# Start of Source records
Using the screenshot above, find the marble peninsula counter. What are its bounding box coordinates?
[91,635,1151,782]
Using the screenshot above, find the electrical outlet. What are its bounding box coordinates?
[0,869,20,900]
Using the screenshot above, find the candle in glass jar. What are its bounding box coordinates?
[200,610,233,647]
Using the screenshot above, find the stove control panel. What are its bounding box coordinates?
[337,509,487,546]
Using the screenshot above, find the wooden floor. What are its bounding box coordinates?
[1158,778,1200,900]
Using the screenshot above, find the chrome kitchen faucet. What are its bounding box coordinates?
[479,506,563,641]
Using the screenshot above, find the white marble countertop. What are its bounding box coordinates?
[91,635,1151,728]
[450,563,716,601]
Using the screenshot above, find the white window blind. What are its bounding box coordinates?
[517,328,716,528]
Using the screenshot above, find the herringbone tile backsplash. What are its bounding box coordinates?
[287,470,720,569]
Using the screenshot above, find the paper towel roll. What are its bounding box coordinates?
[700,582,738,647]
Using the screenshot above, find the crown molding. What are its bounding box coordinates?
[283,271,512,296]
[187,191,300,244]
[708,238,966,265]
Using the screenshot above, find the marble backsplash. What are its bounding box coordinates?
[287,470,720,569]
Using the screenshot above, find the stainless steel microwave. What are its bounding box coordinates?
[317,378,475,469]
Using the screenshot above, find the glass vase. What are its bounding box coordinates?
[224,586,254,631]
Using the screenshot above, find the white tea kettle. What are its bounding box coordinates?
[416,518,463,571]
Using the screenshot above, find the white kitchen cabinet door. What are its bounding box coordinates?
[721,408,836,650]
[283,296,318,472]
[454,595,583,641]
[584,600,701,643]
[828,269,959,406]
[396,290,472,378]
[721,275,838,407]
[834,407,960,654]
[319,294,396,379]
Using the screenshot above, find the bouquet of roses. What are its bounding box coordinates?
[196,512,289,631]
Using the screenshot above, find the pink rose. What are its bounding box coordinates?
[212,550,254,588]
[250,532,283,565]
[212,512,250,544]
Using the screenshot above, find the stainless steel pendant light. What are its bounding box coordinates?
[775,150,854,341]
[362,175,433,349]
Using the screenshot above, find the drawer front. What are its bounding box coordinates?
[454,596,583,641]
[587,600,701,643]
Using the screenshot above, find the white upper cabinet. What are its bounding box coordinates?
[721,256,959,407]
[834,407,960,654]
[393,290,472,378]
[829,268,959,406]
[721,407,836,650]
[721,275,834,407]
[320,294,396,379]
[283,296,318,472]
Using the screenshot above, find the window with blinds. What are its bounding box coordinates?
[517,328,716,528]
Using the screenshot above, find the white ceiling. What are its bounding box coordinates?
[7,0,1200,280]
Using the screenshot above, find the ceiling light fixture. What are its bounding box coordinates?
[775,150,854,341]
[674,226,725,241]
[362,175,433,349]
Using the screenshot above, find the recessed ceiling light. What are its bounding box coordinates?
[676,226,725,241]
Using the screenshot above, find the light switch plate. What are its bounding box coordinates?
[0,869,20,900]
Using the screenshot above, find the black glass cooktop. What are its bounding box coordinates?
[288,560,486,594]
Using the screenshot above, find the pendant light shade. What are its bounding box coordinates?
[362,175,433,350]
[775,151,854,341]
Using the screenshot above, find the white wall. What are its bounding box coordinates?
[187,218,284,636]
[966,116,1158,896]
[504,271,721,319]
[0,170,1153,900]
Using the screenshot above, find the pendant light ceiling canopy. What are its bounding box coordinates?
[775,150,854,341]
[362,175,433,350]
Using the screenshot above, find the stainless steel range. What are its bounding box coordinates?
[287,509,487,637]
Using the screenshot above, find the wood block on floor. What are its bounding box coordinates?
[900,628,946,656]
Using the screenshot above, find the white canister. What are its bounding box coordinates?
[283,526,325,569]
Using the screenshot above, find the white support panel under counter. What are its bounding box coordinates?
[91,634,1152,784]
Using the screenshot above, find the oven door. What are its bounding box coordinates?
# End of Source records
- **Task prompt**
Copy out the rows word for word, starting at the line containing "Using the screenshot above, find the paper" and ending at the line containing "[416,518,463,571]", with both of those lines included.

- **Expected answer**
Using the screenshot above, find the paper towel roll. What are its bounding box coordinates?
[700,582,738,647]
Using the screenshot above, find the crown molding. What are its bounding box coordinates?
[283,271,512,296]
[187,191,300,244]
[708,238,966,265]
Using the screenshot above, find the marble backsplash. What are its bounding box coordinates?
[287,470,720,569]
Using the screenshot above, find the stainless steel microwave. What are its bounding box coordinates?
[317,378,475,469]
Using the screenshot above, find the glass vase. What are its bounding box coordinates?
[224,586,254,631]
Using the screenshot above, find the white tea kettle. What are its bounding box coordinates?
[416,518,463,571]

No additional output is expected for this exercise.